--- Extracted records ---
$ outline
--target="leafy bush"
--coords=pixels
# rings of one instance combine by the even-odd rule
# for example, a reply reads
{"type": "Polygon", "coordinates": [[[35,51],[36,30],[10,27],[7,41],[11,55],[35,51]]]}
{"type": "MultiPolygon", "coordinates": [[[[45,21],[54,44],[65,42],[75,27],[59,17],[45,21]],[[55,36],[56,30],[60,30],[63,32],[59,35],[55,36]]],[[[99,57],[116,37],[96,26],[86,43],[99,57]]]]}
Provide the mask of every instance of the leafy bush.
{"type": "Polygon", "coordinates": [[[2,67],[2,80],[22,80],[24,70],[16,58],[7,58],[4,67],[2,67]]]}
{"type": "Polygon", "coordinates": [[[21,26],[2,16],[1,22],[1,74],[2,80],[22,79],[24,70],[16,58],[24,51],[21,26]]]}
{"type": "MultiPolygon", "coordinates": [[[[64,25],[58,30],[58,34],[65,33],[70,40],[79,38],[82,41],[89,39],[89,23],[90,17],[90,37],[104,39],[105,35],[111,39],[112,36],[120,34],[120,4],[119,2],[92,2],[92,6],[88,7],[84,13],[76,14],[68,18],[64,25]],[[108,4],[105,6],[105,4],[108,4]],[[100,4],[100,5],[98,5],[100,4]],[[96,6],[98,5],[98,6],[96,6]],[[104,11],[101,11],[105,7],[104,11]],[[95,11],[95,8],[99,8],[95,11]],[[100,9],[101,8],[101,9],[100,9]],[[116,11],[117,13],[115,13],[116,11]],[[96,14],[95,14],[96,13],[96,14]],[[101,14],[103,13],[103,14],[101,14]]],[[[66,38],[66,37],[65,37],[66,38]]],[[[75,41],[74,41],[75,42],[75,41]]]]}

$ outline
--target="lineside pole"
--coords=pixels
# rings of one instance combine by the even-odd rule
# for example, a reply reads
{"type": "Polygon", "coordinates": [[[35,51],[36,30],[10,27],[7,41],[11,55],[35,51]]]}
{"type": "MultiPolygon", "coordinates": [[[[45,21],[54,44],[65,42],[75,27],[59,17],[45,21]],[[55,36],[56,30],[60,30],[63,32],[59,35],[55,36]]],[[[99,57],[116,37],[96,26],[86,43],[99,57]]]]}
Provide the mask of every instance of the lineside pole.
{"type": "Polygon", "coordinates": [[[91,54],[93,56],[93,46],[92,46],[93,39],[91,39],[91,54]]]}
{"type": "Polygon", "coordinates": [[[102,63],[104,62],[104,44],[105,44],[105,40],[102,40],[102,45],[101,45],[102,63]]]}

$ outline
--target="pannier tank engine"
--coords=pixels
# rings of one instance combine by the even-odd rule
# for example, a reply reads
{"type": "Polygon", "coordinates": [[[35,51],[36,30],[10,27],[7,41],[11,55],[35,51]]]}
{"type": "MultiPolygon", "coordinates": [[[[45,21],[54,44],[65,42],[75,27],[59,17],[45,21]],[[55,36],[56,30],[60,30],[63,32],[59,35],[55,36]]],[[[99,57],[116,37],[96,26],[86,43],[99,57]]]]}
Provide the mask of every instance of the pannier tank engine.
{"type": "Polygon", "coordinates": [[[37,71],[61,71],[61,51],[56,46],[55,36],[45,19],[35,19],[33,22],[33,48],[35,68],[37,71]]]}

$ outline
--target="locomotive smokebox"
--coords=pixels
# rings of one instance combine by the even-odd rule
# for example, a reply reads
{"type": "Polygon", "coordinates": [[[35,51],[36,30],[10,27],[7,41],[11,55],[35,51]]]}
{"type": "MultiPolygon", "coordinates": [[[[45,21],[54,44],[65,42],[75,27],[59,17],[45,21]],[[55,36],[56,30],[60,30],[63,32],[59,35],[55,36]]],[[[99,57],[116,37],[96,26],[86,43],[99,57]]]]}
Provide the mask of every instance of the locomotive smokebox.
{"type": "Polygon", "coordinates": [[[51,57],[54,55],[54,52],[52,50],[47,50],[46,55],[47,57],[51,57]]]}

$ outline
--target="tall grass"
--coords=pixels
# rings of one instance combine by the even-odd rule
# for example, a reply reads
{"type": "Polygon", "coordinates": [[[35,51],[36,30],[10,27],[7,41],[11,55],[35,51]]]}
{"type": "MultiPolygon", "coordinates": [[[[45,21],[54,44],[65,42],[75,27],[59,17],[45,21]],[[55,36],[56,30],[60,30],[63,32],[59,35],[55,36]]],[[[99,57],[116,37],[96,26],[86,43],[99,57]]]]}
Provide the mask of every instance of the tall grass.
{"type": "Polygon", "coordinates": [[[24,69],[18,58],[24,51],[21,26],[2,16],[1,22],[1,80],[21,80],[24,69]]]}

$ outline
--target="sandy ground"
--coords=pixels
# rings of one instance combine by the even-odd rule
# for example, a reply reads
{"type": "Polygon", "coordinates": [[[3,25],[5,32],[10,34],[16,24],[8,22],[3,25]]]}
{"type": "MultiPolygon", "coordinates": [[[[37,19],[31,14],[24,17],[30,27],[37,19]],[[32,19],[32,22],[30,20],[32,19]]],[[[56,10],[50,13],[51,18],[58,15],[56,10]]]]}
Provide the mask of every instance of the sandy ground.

--- Task details ---
Your answer should be the lines of the material above that include "ground".

--- Task response ---
--target="sandy ground"
Provide the mask of every instance of the sandy ground.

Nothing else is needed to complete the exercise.